De overheid als lesmateriaal: Megalomane ICT-projecten

De overheid als lesmateriaal: Megalomane ICT-projecten
Grote ICT-projecten vormen een risico voor organisaties, zo blijkt ook uit de bevindingen van de Commissie-Elias. ICT moet van dat label afkomen en een plaats krijgen in het leiderschapscurriculum. Maar hoe? Kennis nemen van deze vijf ‘ongemakkelijke waarheden’ is een goed begin.

Op grote ICT-projecten berust een vloek, zo lijkt het. Ze zijn in ieder geval meer risico dan zegen voor de carrière van een topmanager die zo’n project krijgt toebedeeld. Zelfs een executive sponsorship achter een prestigieus ICT-project kan een faalfactor worden. Alle reden dus om drie keer na te denken voordat je je inlaat met ICT.

Dat moet anders, zeker nu bij steeds meer organisaties data en informatietechnologie de bron worden voor economische waardecreatie. De digitalisering van organisaties, bedrijfsprocessen en zelfs verdienmodellen, dwingt een andere aanpak van ICT-projecten af. ICT moet af van het label ‘carrièrekamikaze’ en een plaats krijgen in het leiderschapscurriculum. Wie wil slagen op weg naar de top van een bedrijf dat steeds digitaler wordt, kan het beste leren van fouten. Een les in de anatomie van het falen. De publieke sector ligt op de snijtafel.

OVERHEID ALS LESMATERIAAL
Ieder jaar is de Nederlandse overheid naar schatting vier tot vijf miljard euro kwijt aan mislukte ICT-projecten. Van de projecten met een budget van 7,5 miljoen euro of meer slaagt slechts zeven procent. Dat is een van de conclusies van de tijdelijke ICT-commissie van de Tweede Kamer. De lijst van mislukkingen is schrikbarend: ze komen voor bij uitkeringsinstantie UWV, bij de modernisering van de Gemeentelijke Basisadministratie, bij de Gemeente Amsterdam, bij de ICT-basisvoorzieningen voor de politie en bij het nieuwe (ERP)-softwaresysteem van het Ministerie van Defensie. In dat laatste geval werd het project vier keer zo duur en ontstond een vertraging van zes jaar. Is de Nederlandse overheid echt uniek in het falen van grote ICT-projecten? Het antwoord is nee. Ook in andere westerse landen worstelen overheden met big bang-projecten.

• WAT JE DOET: Neem uit de tekst over mislukte ICT-projecten bij de overheid alles vanaf "Op grote ICT-projecten" tot en met "op de snijtafel." letterlijk over.

[Rijen uit een dataset]
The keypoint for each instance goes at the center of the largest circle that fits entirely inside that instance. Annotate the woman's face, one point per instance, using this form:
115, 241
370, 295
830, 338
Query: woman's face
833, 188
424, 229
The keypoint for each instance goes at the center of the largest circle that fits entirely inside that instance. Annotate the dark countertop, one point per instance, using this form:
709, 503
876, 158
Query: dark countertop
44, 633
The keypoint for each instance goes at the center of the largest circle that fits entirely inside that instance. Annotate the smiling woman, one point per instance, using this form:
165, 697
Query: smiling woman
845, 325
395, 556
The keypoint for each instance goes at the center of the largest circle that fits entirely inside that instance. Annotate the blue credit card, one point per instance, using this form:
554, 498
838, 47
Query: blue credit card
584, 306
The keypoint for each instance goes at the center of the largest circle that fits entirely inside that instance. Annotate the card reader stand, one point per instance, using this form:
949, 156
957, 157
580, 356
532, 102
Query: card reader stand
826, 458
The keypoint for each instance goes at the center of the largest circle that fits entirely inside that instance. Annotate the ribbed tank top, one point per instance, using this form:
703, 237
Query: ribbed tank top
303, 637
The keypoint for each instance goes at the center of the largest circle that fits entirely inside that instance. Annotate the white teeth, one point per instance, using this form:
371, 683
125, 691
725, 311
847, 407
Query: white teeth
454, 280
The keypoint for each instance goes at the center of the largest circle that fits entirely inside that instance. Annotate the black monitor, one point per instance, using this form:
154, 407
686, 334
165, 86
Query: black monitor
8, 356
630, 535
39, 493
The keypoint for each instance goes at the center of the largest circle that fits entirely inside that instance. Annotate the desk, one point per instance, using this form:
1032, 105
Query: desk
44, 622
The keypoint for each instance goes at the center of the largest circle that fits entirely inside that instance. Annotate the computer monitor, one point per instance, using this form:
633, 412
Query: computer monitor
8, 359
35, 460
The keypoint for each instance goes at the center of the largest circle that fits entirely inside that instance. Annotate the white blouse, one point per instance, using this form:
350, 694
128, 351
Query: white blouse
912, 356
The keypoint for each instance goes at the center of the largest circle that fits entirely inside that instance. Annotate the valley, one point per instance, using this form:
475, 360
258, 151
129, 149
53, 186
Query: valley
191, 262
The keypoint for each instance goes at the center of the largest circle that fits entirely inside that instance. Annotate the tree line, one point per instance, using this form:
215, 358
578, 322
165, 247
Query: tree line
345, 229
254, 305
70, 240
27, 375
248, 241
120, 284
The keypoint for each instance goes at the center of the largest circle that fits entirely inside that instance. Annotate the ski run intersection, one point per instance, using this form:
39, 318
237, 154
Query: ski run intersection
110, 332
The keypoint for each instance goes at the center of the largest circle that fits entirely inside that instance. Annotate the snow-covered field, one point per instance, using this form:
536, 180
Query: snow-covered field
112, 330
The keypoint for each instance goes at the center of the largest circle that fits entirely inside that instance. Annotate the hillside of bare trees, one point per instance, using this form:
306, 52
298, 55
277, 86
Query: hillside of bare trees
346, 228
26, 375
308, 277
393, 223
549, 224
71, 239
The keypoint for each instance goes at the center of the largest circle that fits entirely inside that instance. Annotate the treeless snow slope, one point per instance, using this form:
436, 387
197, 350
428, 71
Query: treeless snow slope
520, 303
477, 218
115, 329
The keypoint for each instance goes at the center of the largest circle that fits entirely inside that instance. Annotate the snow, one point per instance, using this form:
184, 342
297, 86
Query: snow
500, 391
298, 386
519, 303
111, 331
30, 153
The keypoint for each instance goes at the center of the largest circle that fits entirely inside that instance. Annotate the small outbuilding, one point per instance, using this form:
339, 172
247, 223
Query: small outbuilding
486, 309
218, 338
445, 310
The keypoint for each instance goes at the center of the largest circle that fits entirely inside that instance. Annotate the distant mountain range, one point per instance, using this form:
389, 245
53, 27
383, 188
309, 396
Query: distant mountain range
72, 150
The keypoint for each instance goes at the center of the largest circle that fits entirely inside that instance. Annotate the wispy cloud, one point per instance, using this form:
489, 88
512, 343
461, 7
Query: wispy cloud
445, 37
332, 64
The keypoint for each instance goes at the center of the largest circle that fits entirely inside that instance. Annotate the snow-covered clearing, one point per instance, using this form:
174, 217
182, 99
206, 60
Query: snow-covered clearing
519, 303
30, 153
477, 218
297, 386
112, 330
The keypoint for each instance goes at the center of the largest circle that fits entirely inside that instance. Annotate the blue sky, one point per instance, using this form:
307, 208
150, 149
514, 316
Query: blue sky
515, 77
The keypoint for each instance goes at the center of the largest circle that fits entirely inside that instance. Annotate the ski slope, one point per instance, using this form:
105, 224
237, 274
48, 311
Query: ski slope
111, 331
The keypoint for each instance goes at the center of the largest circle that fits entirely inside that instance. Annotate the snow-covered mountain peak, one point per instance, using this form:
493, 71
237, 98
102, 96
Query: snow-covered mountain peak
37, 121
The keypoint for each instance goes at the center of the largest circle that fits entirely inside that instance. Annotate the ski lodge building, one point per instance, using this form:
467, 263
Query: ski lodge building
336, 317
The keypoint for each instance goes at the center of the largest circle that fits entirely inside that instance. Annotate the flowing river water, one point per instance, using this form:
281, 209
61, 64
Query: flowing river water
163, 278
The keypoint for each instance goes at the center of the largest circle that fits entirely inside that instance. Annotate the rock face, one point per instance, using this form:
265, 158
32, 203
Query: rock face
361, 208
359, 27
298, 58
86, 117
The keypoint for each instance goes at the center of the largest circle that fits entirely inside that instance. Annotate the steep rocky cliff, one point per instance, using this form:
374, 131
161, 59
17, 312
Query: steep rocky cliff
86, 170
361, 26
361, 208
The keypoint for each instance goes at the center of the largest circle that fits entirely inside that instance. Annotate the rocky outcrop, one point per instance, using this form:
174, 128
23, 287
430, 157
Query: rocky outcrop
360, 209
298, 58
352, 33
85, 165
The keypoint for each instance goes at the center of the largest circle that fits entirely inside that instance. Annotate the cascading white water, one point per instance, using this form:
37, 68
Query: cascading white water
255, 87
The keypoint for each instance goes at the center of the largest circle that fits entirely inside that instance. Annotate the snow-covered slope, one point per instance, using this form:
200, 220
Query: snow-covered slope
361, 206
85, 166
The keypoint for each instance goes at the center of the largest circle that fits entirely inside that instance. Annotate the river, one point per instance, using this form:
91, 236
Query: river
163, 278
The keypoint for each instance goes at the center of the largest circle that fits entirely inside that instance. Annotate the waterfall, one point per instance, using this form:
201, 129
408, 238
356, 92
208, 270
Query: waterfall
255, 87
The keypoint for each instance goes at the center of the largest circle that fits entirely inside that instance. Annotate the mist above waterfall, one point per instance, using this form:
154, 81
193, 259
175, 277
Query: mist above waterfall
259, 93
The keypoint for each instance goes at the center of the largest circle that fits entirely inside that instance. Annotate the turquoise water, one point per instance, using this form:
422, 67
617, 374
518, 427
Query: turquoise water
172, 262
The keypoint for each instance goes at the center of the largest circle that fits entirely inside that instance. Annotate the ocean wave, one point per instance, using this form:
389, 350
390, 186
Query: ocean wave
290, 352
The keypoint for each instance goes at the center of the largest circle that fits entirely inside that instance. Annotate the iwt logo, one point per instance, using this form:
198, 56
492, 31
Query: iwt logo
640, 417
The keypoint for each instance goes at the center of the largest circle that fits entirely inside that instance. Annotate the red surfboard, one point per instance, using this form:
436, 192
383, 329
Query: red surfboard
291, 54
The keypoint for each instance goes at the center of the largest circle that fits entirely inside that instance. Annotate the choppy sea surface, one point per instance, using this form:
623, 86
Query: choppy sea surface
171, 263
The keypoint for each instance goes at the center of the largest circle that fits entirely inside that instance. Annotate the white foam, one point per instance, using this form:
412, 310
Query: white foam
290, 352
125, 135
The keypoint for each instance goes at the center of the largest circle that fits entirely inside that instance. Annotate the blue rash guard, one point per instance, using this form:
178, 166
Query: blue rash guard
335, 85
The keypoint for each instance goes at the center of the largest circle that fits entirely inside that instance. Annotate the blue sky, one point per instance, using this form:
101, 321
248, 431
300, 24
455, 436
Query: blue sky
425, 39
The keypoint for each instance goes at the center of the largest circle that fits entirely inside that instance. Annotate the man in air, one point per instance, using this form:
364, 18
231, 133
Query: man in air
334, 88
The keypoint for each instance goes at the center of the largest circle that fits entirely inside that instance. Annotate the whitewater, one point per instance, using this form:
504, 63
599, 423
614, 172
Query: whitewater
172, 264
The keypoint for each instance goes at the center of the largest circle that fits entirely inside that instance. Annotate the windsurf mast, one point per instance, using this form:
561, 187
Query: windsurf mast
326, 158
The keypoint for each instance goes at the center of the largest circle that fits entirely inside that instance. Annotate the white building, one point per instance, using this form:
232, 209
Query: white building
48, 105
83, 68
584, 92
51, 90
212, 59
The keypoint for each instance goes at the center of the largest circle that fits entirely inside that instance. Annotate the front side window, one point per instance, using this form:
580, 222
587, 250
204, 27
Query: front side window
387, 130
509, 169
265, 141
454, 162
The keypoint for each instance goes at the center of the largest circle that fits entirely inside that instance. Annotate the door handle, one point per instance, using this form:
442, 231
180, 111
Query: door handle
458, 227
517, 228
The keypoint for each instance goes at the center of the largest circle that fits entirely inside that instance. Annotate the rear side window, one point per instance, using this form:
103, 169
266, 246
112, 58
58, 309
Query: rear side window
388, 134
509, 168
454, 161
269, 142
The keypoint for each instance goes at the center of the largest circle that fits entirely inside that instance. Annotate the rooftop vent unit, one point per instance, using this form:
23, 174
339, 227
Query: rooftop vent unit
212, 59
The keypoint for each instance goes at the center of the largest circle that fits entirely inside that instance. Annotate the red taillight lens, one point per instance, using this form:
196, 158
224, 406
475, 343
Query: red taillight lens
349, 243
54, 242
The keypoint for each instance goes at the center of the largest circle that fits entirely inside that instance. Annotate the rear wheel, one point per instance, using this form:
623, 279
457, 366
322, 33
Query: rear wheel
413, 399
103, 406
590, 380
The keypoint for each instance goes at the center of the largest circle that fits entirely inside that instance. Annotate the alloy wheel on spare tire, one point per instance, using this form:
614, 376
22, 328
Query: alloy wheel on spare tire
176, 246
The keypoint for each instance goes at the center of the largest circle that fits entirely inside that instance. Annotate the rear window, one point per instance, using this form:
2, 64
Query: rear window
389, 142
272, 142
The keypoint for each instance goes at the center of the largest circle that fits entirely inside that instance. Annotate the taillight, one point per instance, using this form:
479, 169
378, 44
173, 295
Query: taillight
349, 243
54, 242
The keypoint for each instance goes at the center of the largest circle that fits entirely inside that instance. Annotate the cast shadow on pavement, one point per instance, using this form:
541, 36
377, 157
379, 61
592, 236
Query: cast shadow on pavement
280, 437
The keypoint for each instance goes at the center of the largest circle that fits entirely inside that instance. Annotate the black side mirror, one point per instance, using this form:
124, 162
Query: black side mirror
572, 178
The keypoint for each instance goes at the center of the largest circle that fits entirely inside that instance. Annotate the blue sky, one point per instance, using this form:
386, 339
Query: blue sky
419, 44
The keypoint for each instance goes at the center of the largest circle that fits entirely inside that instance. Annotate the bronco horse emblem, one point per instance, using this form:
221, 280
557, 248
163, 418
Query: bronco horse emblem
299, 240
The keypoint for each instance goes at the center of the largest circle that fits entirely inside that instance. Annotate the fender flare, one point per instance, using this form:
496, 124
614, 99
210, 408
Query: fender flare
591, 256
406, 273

• UITWERKING OPDRACHT:
Op grote ICT-projecten berust een vloek, zo lijkt het. Ze zijn in ieder geval meer risico dan zegen voor de carrière van een topmanager die zo’n project krijgt toebedeeld. Zelfs een executive sponsorship achter een prestigieus ICT-project kan een faalfactor worden. Alle reden dus om drie keer na te denken voordat je je inlaat met ICT.

Dat moet anders, zeker nu bij steeds meer organisaties data en informatietechnologie de bron worden voor economische waardecreatie. De digitalisering van organisaties, bedrijfsprocessen en zelfs verdienmodellen, dwingt een andere aanpak van ICT-projecten af. ICT moet af van het label ‘carrièrekamikaze’ en een plaats krijgen in het leiderschapscurriculum. Wie wil slagen op weg naar de top van een bedrijf dat steeds digitaler wordt, kan het beste leren van fouten. Een les in de anatomie van het falen. De publieke sector ligt op de snijtafel.